▶ TASK BRIEF: Reproduce the full passage on Yukio Shige below, keeping every word, heading, and punctuation mark unchanged.

= Yukio Shige =

Yukio Shige (茂幸雄, Shige Yukio) is a retired Japanese police officer and head of an NPO that works to prevent suicides at the Tōjinbō cliffs in Fukui Prefecture in Japan. His work and that of the NPO is believed to have saved over 750 lives. He is known as the "chotto matte" ("Wait a moment") man, for the words he says to people considering suicide.

==Police career==
Shige worked as a police officer for the Fukui Prefectural Police for 42 years, retiring at the age of 60. His final posting was in Tōjinbō in Sakai. He was appalled by the many corpses he had to remove from the ocean. On one of his last patrols before retirement in 2003, he met an elderly Tokyo couple who owned a pub. They had major debt problems and were suicidal. They planned to throw themselves into the sea at sunset. He convinced them not to, and called a patrol car to take them to the local welfare bureau. The local authorities simply gave the couple enough money to get to the next town. He received a letter from them, sent shortly before their suicide in Nagaoka, Niigata, five days after he had encountered them. He was offended by the coldness of the authorities, and after his retirement began to patrol the cliffs to try and prevent suicides.

==Suicide prevention NPO==
On April 27, 2004, Shige founded Kokoro ni Hibiku Bunshu Henshukyoku (Publishing bureau for collection of writings that reach the heart), which has continued to work to prevent suicides around Tōjinbō. In 2014 it saved its 500th life.

▶ RECORDED DATA:
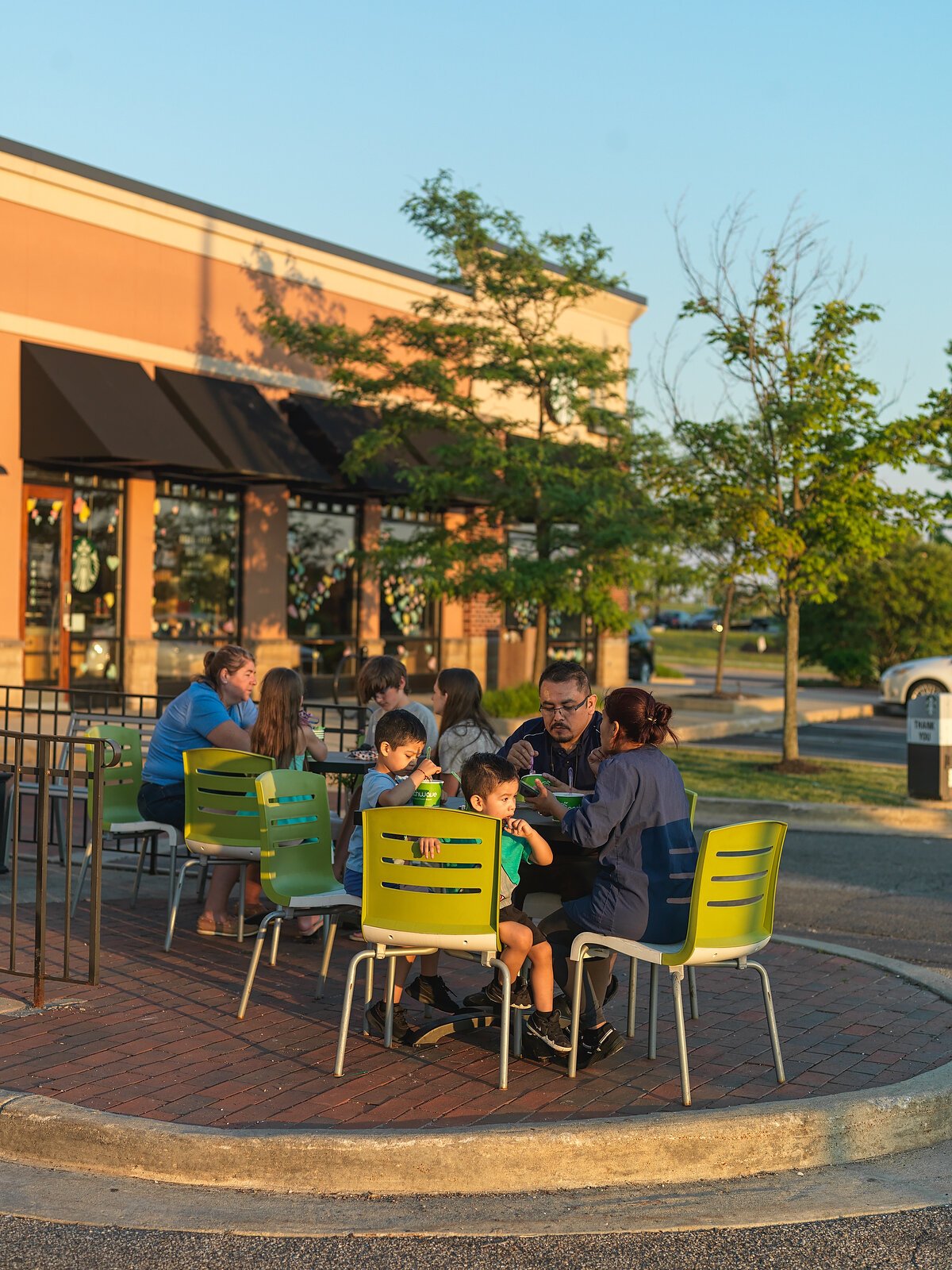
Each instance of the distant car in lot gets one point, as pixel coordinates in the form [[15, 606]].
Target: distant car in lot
[[641, 653], [673, 619], [708, 620], [909, 679]]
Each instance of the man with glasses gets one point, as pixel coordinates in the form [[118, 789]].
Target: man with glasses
[[559, 742]]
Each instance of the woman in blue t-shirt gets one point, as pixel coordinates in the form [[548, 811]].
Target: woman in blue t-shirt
[[216, 709]]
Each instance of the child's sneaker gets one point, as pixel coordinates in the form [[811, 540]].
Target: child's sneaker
[[492, 995], [549, 1030], [431, 990], [376, 1019]]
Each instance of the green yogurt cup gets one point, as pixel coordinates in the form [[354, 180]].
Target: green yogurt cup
[[428, 794]]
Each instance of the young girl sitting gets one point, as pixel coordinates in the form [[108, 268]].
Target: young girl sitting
[[279, 733], [465, 728]]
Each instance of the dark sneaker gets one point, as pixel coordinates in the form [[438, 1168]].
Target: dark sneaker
[[376, 1019], [549, 1030], [598, 1043], [431, 990], [492, 996]]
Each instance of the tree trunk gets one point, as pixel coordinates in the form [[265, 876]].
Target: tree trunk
[[723, 645], [791, 660], [541, 660]]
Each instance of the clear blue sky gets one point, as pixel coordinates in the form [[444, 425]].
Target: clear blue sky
[[324, 117]]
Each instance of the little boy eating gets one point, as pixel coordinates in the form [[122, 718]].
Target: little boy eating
[[490, 785], [393, 781]]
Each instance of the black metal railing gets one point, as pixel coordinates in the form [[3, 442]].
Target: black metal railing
[[52, 768]]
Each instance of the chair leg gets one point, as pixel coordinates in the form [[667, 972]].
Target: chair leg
[[692, 992], [175, 902], [771, 1022], [366, 956], [330, 930], [682, 1039], [505, 1014], [253, 967], [389, 1014], [632, 992], [84, 870], [577, 1014]]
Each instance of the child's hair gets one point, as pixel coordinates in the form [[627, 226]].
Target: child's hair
[[639, 717], [277, 728], [463, 700], [566, 672], [378, 675], [482, 774], [228, 657], [397, 727]]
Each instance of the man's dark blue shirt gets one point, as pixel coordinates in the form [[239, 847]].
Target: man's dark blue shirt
[[555, 760]]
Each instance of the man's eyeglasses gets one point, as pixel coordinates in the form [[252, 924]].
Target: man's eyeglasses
[[568, 709]]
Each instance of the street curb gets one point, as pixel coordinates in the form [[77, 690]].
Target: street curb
[[654, 1149], [829, 817]]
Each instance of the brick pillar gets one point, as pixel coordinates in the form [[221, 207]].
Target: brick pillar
[[264, 578], [140, 653]]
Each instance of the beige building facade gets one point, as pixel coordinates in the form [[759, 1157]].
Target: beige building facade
[[171, 480]]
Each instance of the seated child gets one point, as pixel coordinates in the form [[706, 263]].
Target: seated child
[[400, 740], [489, 785]]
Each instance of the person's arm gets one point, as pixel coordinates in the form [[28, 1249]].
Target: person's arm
[[404, 791], [539, 849], [313, 745]]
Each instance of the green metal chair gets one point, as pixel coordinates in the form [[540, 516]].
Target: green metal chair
[[221, 817], [406, 911], [730, 918], [298, 855], [121, 814]]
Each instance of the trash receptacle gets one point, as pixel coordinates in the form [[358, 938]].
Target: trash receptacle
[[930, 746]]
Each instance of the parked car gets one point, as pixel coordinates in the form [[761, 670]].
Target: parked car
[[673, 619], [708, 620], [909, 679], [641, 653]]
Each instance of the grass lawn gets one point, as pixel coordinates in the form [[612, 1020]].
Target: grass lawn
[[731, 774], [700, 648]]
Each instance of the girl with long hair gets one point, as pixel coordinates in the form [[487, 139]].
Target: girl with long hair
[[639, 822], [465, 728]]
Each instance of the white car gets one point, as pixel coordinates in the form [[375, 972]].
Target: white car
[[900, 683]]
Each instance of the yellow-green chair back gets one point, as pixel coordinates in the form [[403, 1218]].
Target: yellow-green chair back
[[121, 784], [735, 884], [221, 802], [452, 901], [692, 806], [298, 851]]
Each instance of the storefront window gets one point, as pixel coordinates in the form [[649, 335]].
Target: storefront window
[[409, 622], [321, 586], [194, 606]]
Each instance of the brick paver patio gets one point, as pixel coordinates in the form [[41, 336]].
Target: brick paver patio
[[159, 1038]]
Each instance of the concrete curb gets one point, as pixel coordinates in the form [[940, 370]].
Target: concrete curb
[[654, 1149], [829, 817]]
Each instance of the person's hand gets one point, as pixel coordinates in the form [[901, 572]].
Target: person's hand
[[596, 760], [522, 755]]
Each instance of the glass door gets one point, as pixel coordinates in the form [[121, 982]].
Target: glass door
[[46, 607]]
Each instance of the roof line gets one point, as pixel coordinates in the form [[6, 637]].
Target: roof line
[[35, 154]]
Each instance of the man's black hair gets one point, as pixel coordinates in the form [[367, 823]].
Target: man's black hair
[[397, 727], [482, 774]]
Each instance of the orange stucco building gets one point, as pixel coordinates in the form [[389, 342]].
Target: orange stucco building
[[171, 479]]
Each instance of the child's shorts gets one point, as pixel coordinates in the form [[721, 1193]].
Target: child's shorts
[[511, 914]]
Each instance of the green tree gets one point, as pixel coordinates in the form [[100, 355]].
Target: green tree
[[526, 425], [810, 455], [892, 610]]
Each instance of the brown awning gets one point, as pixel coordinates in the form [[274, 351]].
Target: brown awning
[[243, 429], [80, 408]]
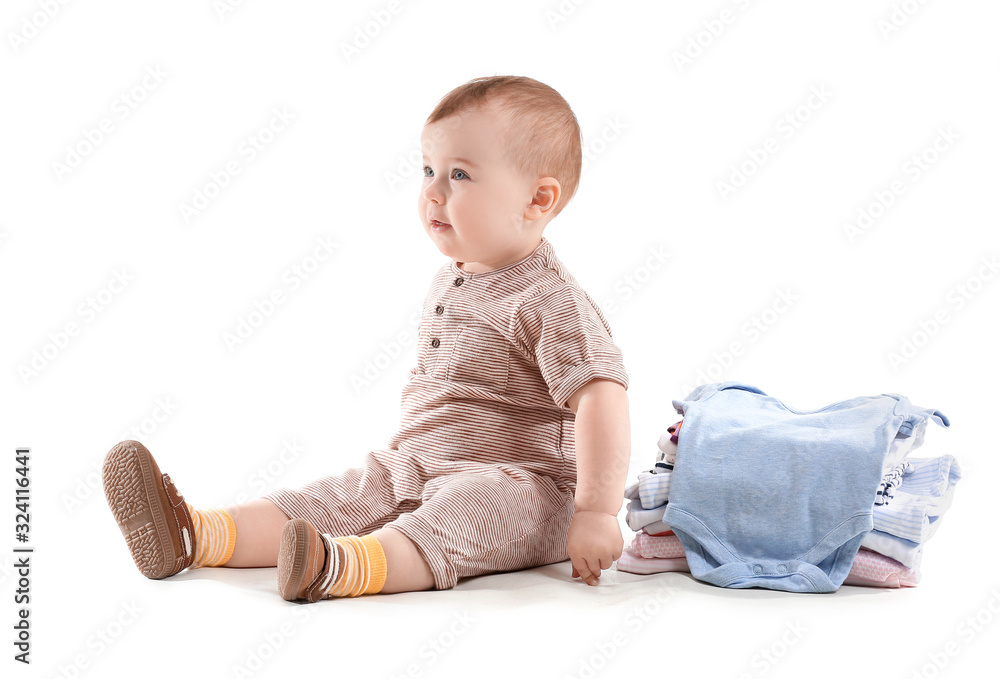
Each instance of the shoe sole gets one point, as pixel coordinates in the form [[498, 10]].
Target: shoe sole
[[133, 487], [292, 557]]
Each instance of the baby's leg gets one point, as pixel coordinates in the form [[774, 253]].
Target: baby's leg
[[406, 570], [258, 534]]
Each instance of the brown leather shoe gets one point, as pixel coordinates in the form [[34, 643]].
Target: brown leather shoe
[[303, 562], [150, 511]]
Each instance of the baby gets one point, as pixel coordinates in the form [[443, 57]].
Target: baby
[[514, 442]]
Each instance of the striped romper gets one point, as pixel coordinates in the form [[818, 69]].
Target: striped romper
[[482, 471]]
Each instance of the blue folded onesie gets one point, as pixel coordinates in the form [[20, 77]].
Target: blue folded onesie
[[763, 495]]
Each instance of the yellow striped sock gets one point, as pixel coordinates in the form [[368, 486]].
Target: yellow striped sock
[[214, 536], [361, 570]]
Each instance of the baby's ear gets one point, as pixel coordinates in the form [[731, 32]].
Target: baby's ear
[[546, 197]]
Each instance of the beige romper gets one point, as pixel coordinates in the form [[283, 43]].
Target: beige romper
[[481, 473]]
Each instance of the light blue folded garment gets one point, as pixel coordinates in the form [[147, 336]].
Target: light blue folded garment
[[763, 495]]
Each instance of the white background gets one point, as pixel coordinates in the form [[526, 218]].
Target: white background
[[153, 363]]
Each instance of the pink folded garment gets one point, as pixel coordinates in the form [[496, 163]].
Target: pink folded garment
[[664, 554], [661, 547], [871, 569], [630, 562]]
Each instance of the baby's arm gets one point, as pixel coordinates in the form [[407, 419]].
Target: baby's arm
[[603, 448]]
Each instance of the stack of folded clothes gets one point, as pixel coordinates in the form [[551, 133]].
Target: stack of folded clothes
[[909, 502]]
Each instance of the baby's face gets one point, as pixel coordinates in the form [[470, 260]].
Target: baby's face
[[471, 203]]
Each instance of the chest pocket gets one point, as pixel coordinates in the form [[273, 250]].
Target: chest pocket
[[480, 356]]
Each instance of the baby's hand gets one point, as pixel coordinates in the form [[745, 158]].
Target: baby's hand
[[594, 543]]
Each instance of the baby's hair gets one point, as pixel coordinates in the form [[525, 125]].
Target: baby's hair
[[542, 133]]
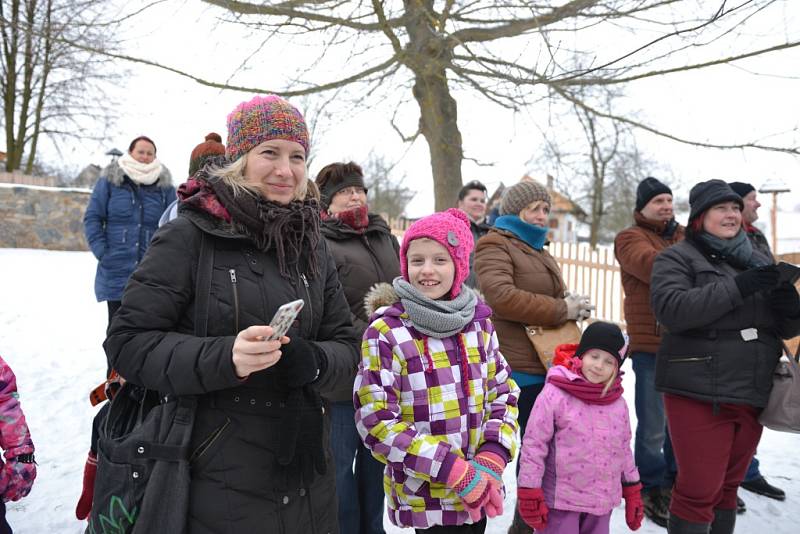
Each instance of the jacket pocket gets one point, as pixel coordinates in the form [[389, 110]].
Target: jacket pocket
[[692, 373], [210, 445]]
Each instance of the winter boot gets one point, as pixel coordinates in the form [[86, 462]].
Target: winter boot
[[518, 526], [724, 521], [676, 525]]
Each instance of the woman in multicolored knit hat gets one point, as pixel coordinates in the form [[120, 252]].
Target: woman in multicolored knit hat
[[523, 285], [260, 449], [434, 399]]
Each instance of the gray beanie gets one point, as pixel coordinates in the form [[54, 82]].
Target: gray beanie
[[520, 195]]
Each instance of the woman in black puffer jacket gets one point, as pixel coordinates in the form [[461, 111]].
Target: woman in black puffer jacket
[[261, 457], [366, 253], [724, 312]]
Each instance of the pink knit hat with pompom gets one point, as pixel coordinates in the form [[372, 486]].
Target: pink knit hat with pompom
[[450, 229]]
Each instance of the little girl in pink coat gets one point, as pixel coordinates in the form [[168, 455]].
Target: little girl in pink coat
[[576, 460]]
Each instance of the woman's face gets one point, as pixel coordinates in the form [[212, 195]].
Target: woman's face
[[143, 151], [430, 268], [474, 205], [598, 366], [537, 212], [276, 168], [723, 220], [347, 199]]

▶ RESULT OF THIS EXERCISE:
= Yukio Shige =

Yukio Shige (茂幸雄, Shige Yukio) is a retired Japanese police officer and head of an NPO that works to prevent suicides at the Tōjinbō cliffs in Fukui Prefecture in Japan. His work and that of the NPO is believed to have saved over 750 lives. He is known as the "chotto matte" ("Wait a moment") man, for the words he says to people considering suicide.

==Police career==
Shige worked as a police officer for the Fukui Prefectural Police for 42 years, retiring at the age of 60. His final posting was in Tōjinbō in Sakai. He was appalled by the many corpses he had to remove from the ocean. On one of his last patrols before retirement in 2003, he met an elderly Tokyo couple who owned a pub. They had major debt problems and were suicidal. They planned to throw themselves into the sea at sunset. He convinced them not to, and called a patrol car to take them to the local welfare bureau. The local authorities simply gave the couple enough money to get to the next town. He received a letter from them, sent shortly before their suicide in Nagaoka, Niigata, five days after he had encountered them. He was offended by the coldness of the authorities, and after his retirement began to patrol the cliffs to try and prevent suicides.

==Suicide prevention NPO==
On April 27, 2004, Shige founded Kokoro ni Hibiku Bunshu Henshukyoku (Publishing bureau for collection of writings that reach the heart), which has continued to work to prevent suicides around Tōjinbō. In 2014 it saved its 500th life.